YOUR GOAL:
Beneath this task is a listing; retype all of it exactly.

THE RECORDS:

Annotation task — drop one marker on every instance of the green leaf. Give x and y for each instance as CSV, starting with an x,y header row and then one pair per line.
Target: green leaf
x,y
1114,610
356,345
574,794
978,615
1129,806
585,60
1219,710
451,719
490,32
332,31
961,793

OUTPUT OF THE TASK:
Annotation task — drop one marker on every instance of the green leaf. Give x and y for each instance as CSV, starting with an x,y header row and then one pair per line.
Target: green leaf
x,y
1114,610
356,345
574,794
978,615
1129,806
585,60
1219,710
451,719
490,32
332,31
961,793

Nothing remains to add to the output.